**TASK GOAL:**
Could you copy the whole listing below exactly as written?

**DATA TO PROCESS:**

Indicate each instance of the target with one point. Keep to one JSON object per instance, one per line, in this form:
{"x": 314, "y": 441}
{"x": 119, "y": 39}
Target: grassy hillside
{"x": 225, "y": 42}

**SOLUTION TO THE PROBLEM:**
Indicate each instance of the target with one point. Keep to one JSON object per instance, one per line, in this form:
{"x": 314, "y": 441}
{"x": 119, "y": 39}
Target: grassy hillside
{"x": 225, "y": 42}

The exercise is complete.